= Supplied data =
.....

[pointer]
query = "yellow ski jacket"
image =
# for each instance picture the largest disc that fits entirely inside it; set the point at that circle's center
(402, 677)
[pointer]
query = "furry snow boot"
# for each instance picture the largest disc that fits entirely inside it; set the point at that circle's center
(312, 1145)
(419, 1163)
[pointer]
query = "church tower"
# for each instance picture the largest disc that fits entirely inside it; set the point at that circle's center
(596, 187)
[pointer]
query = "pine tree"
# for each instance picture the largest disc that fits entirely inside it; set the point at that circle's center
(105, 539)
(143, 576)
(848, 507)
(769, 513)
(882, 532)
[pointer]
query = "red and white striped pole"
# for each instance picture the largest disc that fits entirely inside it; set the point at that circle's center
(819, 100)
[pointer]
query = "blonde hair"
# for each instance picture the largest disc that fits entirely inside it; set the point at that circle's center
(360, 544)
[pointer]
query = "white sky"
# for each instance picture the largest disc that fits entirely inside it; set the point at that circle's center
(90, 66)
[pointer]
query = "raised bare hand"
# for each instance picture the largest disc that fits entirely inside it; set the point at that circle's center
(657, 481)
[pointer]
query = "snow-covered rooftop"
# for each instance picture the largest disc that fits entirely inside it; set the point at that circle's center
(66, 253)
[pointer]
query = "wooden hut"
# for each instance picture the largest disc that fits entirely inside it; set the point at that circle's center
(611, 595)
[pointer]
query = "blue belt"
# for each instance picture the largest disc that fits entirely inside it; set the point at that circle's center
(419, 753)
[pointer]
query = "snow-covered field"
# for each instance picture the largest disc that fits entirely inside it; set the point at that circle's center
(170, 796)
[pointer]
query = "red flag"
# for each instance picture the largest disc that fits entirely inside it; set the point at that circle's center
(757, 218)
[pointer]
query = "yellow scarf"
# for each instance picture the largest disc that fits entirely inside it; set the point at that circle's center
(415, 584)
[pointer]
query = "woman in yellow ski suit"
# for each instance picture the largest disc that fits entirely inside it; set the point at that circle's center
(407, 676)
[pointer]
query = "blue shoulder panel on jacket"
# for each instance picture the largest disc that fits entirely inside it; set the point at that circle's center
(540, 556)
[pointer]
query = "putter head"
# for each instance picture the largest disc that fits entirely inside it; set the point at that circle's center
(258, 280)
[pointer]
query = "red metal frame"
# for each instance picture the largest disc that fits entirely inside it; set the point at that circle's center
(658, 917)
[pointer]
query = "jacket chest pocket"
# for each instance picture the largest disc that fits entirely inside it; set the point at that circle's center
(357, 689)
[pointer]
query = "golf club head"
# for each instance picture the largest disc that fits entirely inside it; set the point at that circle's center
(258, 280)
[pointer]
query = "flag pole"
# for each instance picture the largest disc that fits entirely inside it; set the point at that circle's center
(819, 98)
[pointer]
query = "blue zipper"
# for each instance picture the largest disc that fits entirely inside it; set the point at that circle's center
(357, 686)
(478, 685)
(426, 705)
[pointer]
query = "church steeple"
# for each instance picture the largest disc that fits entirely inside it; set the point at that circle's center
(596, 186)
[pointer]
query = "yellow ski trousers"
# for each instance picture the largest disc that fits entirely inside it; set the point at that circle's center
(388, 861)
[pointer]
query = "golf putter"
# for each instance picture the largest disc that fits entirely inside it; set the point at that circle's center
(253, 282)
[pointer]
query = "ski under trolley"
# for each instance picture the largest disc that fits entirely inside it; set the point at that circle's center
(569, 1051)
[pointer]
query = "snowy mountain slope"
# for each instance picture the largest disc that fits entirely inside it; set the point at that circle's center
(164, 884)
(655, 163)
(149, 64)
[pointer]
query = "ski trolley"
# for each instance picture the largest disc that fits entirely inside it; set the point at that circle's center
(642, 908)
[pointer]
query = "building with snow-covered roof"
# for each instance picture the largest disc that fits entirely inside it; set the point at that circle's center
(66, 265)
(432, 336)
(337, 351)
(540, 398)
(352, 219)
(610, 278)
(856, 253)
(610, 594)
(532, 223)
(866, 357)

.....

= Required task =
Your task is to print the whole listing again exactly.

= Exercise result =
[pointer]
query = "yellow ski jacket"
image =
# for each instance picture the largest disc that fits entirely inside it; set the point at that circle's center
(402, 677)
[pointer]
query = "furry snow boot"
# for each instance picture the largest disc that fits entirely inside it; set the point at that circle's center
(312, 1145)
(419, 1163)
[pointer]
query = "church tower"
# for each instance picture the largest disc that fits entirely inside it; set the point at that circle's center
(596, 187)
[pointer]
query = "pine tree"
# for each instance picture the largest disc that fits entirely inside it; set the point at that circle's center
(105, 539)
(143, 576)
(848, 507)
(769, 513)
(882, 532)
[pointer]
query = "red and white striped pole"
# for each instance picture the largest disc that fits entirely inside it; set the point at that circle's center
(819, 100)
[pointer]
query = "blonde hair"
# for each instance picture the largest disc that fits entirely inside it; set the point at that circle's center
(360, 544)
[pointer]
query = "white sky"
# for each instance picture the largest disc that fits entirely inside it; set the point at that circle's center
(90, 66)
[pointer]
query = "raised bare hand"
# for each instance picture the largest disc that fits entirely inside it; set the point at that circle's center
(657, 481)
[pointer]
query = "snow-covered rooftop"
# for each instance picture the largest disc that fits entirely inside it; set the point at that circle's center
(66, 253)
[pointer]
query = "wooden hut"
# for each instance picture the largest disc that fits entirely inside it; set the point at that circle's center
(611, 595)
[pointer]
query = "blue belt"
# for each instance picture the largest disc that fits entirely inside it; set the point at that circle's center
(419, 753)
[pointer]
query = "snow-covered field"
# for each instance picture the largest disc that fits entirely inside it; set the point at that circle's center
(170, 796)
[pointer]
query = "red flag"
# for each instance picture the largest disc that fits entirely inside it; set the point at that circle's center
(757, 218)
[pointer]
query = "yellow scarf"
# for each instance picture the largest disc that fits entirely inside it; set the point at that circle's center
(415, 584)
[pointer]
query = "woman in yellow ski suit"
# for each instance picture the largest disc that fits entirely inside it; set the point at that circle's center
(407, 676)
[pointer]
query = "blue shoulder panel on jacket"
# for each instance picture the largest disc that fits entirely inside it; set the point at that circle's center
(540, 556)
[pointer]
query = "putter head"
# for each instance picture the largest disc that fits entirely inside it; set the point at that circle's center
(258, 280)
[pointer]
query = "red metal frame"
# for each instance picture the largest disc that fits entirely inside it; set the point at that circle's center
(658, 917)
[pointer]
query = "jacket chest pocket"
# for each instance picture the largest disc that fits entirely inside it; set the point at that circle's center
(357, 689)
[pointer]
query = "golf club head"
# for each instance picture the largest disc that fits entirely inside it; set the point at that circle's center
(258, 280)
[pointer]
query = "flag pole"
# for each instance picture the largest disc that fits entirely inside it; set the point at that circle's center
(819, 98)
[pointer]
query = "blue zipper"
# for each instance picture the largest disc that fits entirely inside it; set the point at that circle's center
(357, 686)
(478, 685)
(426, 705)
[pointer]
query = "church steeple"
# for each instance picture the largest disc that fits entirely inside it; set the point at that circle's center
(596, 186)
[pointer]
query = "yellow ski trousers"
# for each instance picture the largest disc that fits entirely inside it; set the point at that circle's center
(388, 861)
[pointer]
query = "golf putter"
# for each instance picture the largest disc that fits entirely inside it; set the point at that circle's center
(253, 282)
[pointer]
query = "ski under trolley"
# for each instance picture the largest disc that fits entirely inside it; set the point at that circle's center
(569, 1051)
[pointer]
query = "snowy mountain slope"
# for each instance picture the largest disc that fits entirely inside it; set the point at that circle's center
(164, 884)
(655, 163)
(149, 64)
[pointer]
query = "ski trolley"
# for each instance picture the largest disc that fits entirely inside it; set the point at that circle's center
(642, 908)
[pointer]
query = "building with snow-covered roof"
# for each instance picture the largest disc that fits entirely inside it; set the point at that circle's center
(66, 265)
(432, 336)
(337, 351)
(540, 398)
(352, 219)
(610, 278)
(856, 253)
(610, 594)
(532, 223)
(866, 357)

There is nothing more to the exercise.